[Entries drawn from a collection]
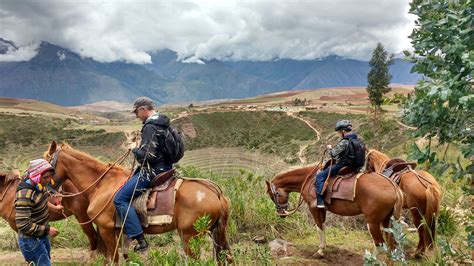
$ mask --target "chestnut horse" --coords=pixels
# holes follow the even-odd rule
[[[271,182],[265,181],[267,193],[275,203],[278,215],[287,216],[289,193],[301,193],[318,229],[319,249],[313,255],[316,258],[324,257],[326,209],[342,216],[363,214],[375,245],[381,245],[384,242],[381,225],[388,227],[390,216],[393,214],[398,219],[402,210],[403,194],[397,185],[377,173],[364,173],[357,181],[354,201],[331,199],[331,204],[326,204],[326,209],[320,209],[316,208],[315,198],[310,195],[310,191],[315,189],[315,167],[319,166],[290,170],[277,174]]]
[[[18,175],[0,173],[0,216],[5,219],[10,227],[17,231],[15,223],[15,194],[16,188],[20,179]],[[66,181],[63,184],[63,191],[69,193],[78,192],[76,187],[70,182]],[[87,202],[87,198],[84,196],[78,198],[62,198],[61,204],[64,206],[63,213],[50,211],[49,220],[59,221],[65,219],[74,214],[79,222],[86,222],[90,218],[87,216],[87,205],[81,202]],[[98,235],[97,231],[91,223],[81,225],[82,231],[86,234],[89,239],[89,247],[91,251],[99,251],[105,255],[105,246]]]
[[[366,168],[381,173],[390,160],[386,154],[377,150],[367,153]],[[413,223],[418,230],[418,246],[415,255],[421,255],[431,248],[436,236],[436,217],[441,203],[441,188],[428,172],[412,170],[400,176],[400,188],[405,197],[403,208],[410,209]]]
[[[107,258],[118,262],[117,235],[115,230],[115,206],[113,197],[117,190],[127,181],[130,171],[121,166],[109,167],[90,155],[73,149],[67,144],[60,146],[52,142],[44,158],[57,162],[56,174],[70,180],[90,202],[87,214],[92,217],[107,247]],[[107,171],[107,169],[110,170]],[[86,204],[83,202],[82,204]],[[189,256],[189,240],[198,232],[194,223],[199,217],[211,217],[211,236],[214,244],[214,255],[224,253],[228,262],[232,261],[230,246],[227,242],[226,229],[229,217],[229,202],[219,187],[207,180],[184,180],[176,192],[174,217],[171,224],[150,225],[144,228],[146,234],[161,234],[178,230],[184,243],[184,251]]]

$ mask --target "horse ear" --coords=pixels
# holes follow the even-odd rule
[[[52,155],[54,152],[56,152],[56,149],[58,148],[58,144],[56,144],[56,141],[52,141],[51,144],[49,144],[48,148],[48,154]]]

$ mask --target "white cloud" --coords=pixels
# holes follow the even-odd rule
[[[7,53],[0,54],[0,62],[28,61],[33,58],[39,46],[39,42],[19,47],[18,49],[8,49]]]
[[[408,0],[3,1],[0,37],[44,40],[84,57],[150,63],[148,52],[180,59],[368,59],[377,42],[410,49]]]

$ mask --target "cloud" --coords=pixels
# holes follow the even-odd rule
[[[8,49],[5,54],[0,54],[0,62],[28,61],[36,55],[39,44],[34,42],[18,49]]]
[[[47,41],[102,62],[150,63],[150,51],[181,60],[368,59],[377,42],[410,49],[408,0],[2,1],[0,37]]]

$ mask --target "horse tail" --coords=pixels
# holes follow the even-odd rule
[[[214,245],[214,256],[219,264],[223,264],[222,259],[225,259],[227,263],[232,263],[233,258],[230,253],[230,246],[227,241],[227,223],[229,221],[230,207],[229,199],[224,195],[219,196],[221,202],[221,214],[217,217],[216,222],[212,228],[212,242]],[[222,252],[225,252],[224,254]],[[225,257],[221,257],[225,256]]]
[[[392,182],[393,183],[393,182]],[[395,217],[395,219],[400,219],[400,217],[402,216],[402,210],[403,210],[403,192],[402,190],[400,189],[399,186],[397,186],[396,184],[394,184],[393,186],[395,188],[395,196],[396,196],[396,200],[395,200],[395,204],[393,205],[393,212],[392,212],[392,215],[393,217]]]
[[[425,220],[427,230],[424,230],[424,243],[428,248],[433,247],[432,244],[436,239],[436,219],[439,215],[439,205],[441,201],[441,191],[436,185],[428,185],[426,191],[426,209]],[[429,230],[429,231],[428,231]]]

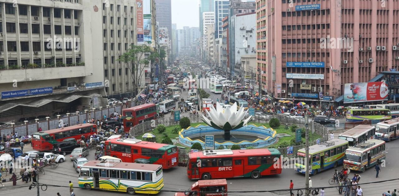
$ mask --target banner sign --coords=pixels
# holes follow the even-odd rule
[[[324,62],[286,62],[287,67],[324,67]]]
[[[320,4],[295,6],[295,11],[312,10],[320,10]]]
[[[383,82],[345,84],[344,92],[344,103],[383,101],[388,99],[388,87]]]
[[[291,93],[292,97],[307,97],[317,98],[319,97],[319,95],[316,93]]]
[[[36,95],[52,93],[53,93],[52,87],[5,91],[1,92],[1,98],[7,99],[13,97],[19,97],[26,96],[35,95]]]
[[[324,79],[324,74],[287,73],[286,77],[287,78],[292,78],[293,79]]]

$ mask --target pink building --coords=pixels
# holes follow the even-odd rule
[[[258,69],[267,69],[261,82],[269,94],[318,101],[322,92],[323,101],[339,101],[345,83],[399,69],[399,1],[257,1],[257,13],[269,8],[267,41],[258,40],[257,51]],[[263,59],[266,64],[259,66]]]

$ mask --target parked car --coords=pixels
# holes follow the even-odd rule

SET TASK ::
Put every line of the listing above into a numbered list, dropping the blank lines. Leave the pictures out of your answer.

SOLVED EXERCISE ::
1. $ mask --target "chestnut horse" --coords=pixels
2. # holes follow the even-odd rule
3. [[[271,182],[265,181],[267,193],[275,203],[278,215],[287,216],[289,193],[301,193],[318,229],[319,249],[313,255],[316,258],[324,257],[326,209],[342,216],[363,214],[375,245],[381,245],[384,242],[381,225],[388,227],[390,216],[393,214],[398,219],[402,210],[403,194],[397,185],[377,173],[364,173],[357,181],[354,201],[331,199],[331,204],[326,204],[326,209],[320,209],[316,208],[315,198],[310,195],[310,191],[315,189],[315,167],[319,166],[290,170],[277,174]]]
4. [[[18,175],[0,173],[0,216],[5,219],[10,227],[17,231],[15,223],[15,194],[16,188],[20,179]],[[66,181],[63,184],[63,191],[69,193],[78,192],[76,187],[70,182]],[[87,202],[87,198],[84,196],[78,198],[62,198],[61,204],[64,206],[63,213],[50,211],[49,220],[59,221],[65,219],[74,214],[79,222],[86,222],[90,218],[87,216],[87,205],[81,202]],[[98,235],[97,231],[91,223],[81,225],[82,231],[86,234],[89,239],[89,247],[91,251],[99,251],[105,255],[105,246]]]
5. [[[366,168],[381,173],[390,160],[386,154],[377,150],[367,153]],[[413,223],[418,230],[418,246],[415,255],[421,255],[431,248],[436,236],[436,217],[441,203],[441,188],[428,172],[412,170],[400,176],[400,188],[405,197],[403,208],[410,209]]]
6. [[[107,258],[118,262],[117,235],[115,230],[115,206],[113,197],[117,190],[127,181],[130,171],[121,166],[109,167],[90,155],[73,149],[67,144],[60,146],[52,142],[44,158],[57,162],[56,174],[70,180],[90,202],[87,214],[92,217],[107,247]],[[107,171],[107,169],[110,170]],[[86,204],[83,202],[82,204]],[[189,256],[189,240],[198,232],[194,223],[199,217],[211,217],[211,236],[214,244],[214,255],[224,253],[228,262],[232,261],[230,246],[227,242],[226,229],[229,217],[229,202],[219,187],[207,180],[184,180],[176,192],[174,217],[171,224],[150,225],[144,228],[146,234],[161,234],[178,230],[184,243],[184,251]]]
7. $ mask --target "horse ear" --coords=pixels
8. # holes follow the even-odd rule
9. [[[52,155],[54,152],[56,152],[56,149],[58,148],[58,144],[56,144],[56,141],[52,141],[51,144],[49,144],[48,148],[48,154]]]
10. $ mask --target "white cloud" --coords=pixels
11. # holes follow the even-odd rule
12. [[[7,53],[0,54],[0,62],[28,61],[33,58],[39,46],[39,42],[19,47],[18,49],[8,49]]]
13. [[[408,0],[3,1],[0,37],[44,40],[84,57],[150,63],[148,52],[180,59],[368,59],[377,42],[410,49]]]
14. $ mask --target "cloud" --coords=pixels
15. # holes follow the even-odd rule
16. [[[8,49],[5,54],[0,54],[0,62],[28,61],[36,55],[39,44],[34,42],[18,49]]]
17. [[[47,41],[102,62],[150,63],[150,51],[181,60],[368,59],[377,42],[410,49],[408,0],[2,1],[0,37]]]
18. $ mask --target "horse tail" --coords=pixels
19. # holes follow the even-odd rule
20. [[[214,245],[214,256],[219,264],[223,264],[222,259],[225,259],[227,263],[232,263],[233,258],[230,253],[230,246],[227,241],[227,223],[229,221],[230,207],[229,199],[224,195],[219,196],[221,202],[221,214],[217,217],[216,222],[212,228],[212,242]],[[222,252],[225,252],[224,254]],[[225,257],[221,257],[225,256]]]
21. [[[392,182],[393,183],[393,182]],[[395,217],[395,219],[400,219],[400,217],[402,216],[402,210],[403,210],[403,192],[402,190],[400,189],[399,186],[397,186],[396,184],[394,184],[393,186],[395,188],[395,196],[396,196],[396,200],[395,200],[395,204],[393,205],[393,212],[392,212],[392,215],[393,217]]]
22. [[[425,220],[427,230],[424,230],[424,243],[428,248],[433,247],[432,244],[436,239],[436,219],[439,215],[439,205],[441,201],[441,191],[436,185],[428,185],[426,191],[426,209]],[[429,230],[429,231],[428,231]]]
23. $ mask --target banner sign --coords=pixels
24. # holes follow the even-odd rule
25. [[[324,62],[286,62],[287,67],[324,67]]]
26. [[[320,4],[295,6],[295,11],[312,10],[320,10]]]
27. [[[383,82],[345,84],[344,92],[344,103],[383,101],[388,99],[388,87]]]
28. [[[291,93],[292,97],[307,97],[317,98],[319,97],[319,95],[316,93]]]
29. [[[36,95],[52,93],[53,93],[52,87],[5,91],[1,92],[1,98],[7,99],[13,97],[19,97],[26,96],[35,95]]]
30. [[[324,79],[324,74],[287,73],[286,77],[287,78],[292,78],[293,79]]]
31. $ mask --target pink building --coords=pixels
32. # holes follow the even-odd rule
33. [[[258,69],[267,69],[261,82],[269,94],[318,101],[322,92],[323,101],[339,101],[345,83],[399,69],[399,1],[257,1],[257,13],[269,8],[267,41],[258,40],[257,51]],[[263,59],[266,64],[259,66]]]
34. $ mask --target parked car --coords=pixels
35. # holes follow the even-odd rule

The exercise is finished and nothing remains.